■ Set problem 1 ■
Write out the records word for word, from the line that contains "Would you please identify the green" through the end of the records.
━━━ Text passage
Skip to content

test: triangular attention snapshots#128

Open
jandom wants to merge 14 commits intomainfrom
jandom/2026-02/test/triangular-attention-exploration-snapshots
Open

test: triangular attention snapshots#128
jandom wants to merge 14 commits intomainfrom
jandom/2026-02/test/triangular-attention-exploration-snapshots

Conversation

@jandom
Copy link
Copy Markdown
Collaborator

@jandom jandom commented Feb 17, 2026

Summary

Adding our 1st snapshot test. I'm not sure how this will work across different GPU types, especially with jit.

Changes

  • added comments to the test to ease the reader in
  • converted the test into pytest
  • added a snapshot test for TriangleAttention (.npz backed)
  • new test dep pytest-regressions

Question for reviewers

I think we should mutualize the test code, somewhat, otherwise the test cases have a lot of the same boilerplate

  • seed torch
  • eval
  • call with no_grad()
  • assert that outputs are not all zeros
  • snapshot comparison

Related Issues

Testing

Other Notes

@jandom jandom requested review from christinaflo and jnwei February 17, 2026 14:23
@jandom jandom self-assigned this Feb 17, 2026
@jandom jandom added the safe-to-test Internal only label used to indicate PRs that are ready for automated CI testing. label Feb 17, 2026
@jandom jandom marked this pull request as ready for review February 18, 2026 17:35
Copy link
Copy Markdown
Contributor

@jnwei jnwei left a comment

Choose a reason for hiding this comment

The reason will be displayed to describe this comment to others. Learn more.
━━━━━━
■ Set problem 2 ■
In the pull request page, why does the author propose mutualizing the test code?
━━━ Task data
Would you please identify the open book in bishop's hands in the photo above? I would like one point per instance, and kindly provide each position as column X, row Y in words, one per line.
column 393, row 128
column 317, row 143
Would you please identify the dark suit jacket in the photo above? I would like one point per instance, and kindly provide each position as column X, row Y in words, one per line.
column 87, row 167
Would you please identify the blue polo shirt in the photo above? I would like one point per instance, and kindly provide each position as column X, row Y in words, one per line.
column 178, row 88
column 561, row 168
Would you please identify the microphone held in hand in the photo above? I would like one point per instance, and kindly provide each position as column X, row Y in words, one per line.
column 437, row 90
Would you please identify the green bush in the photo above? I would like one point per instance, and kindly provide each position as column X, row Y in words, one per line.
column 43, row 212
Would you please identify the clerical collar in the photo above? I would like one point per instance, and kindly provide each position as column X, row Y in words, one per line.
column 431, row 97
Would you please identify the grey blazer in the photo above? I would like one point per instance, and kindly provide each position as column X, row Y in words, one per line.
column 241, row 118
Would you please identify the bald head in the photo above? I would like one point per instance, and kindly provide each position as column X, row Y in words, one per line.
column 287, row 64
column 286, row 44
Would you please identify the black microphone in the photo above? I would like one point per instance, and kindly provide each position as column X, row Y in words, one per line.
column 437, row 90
━━━━━━
■ Full solution 1 ■
Would you please identify the green bush in the photo above? I would like one point per instance, and kindly provide each position as column X, row Y in words, one per line.
column 43, row 212
Would you please identify the clerical collar in the photo above? I would like one point per instance, and kindly provide each position as column X, row Y in words, one per line.
column 431, row 97
Would you please identify the grey blazer in the photo above? I would like one point per instance, and kindly provide each position as column X, row Y in words, one per line.
column 241, row 118
Would you please identify the bald head in the photo above? I would like one point per instance, and kindly provide each position as column X, row Y in words, one per line.
column 287, row 64
column 286, row 44
Would you please identify the black microphone in the photo above? I would like one point per instance, and kindly provide each position as column X, row Y in words, one per line.
column 437, row 90

■ Full solution 2 ■
Without it, the test cases would repeat much of the same boilerplate: seeding torch, eval, calling with no_grad(), asserting that outputs are not all zeros, and the snapshot comparison.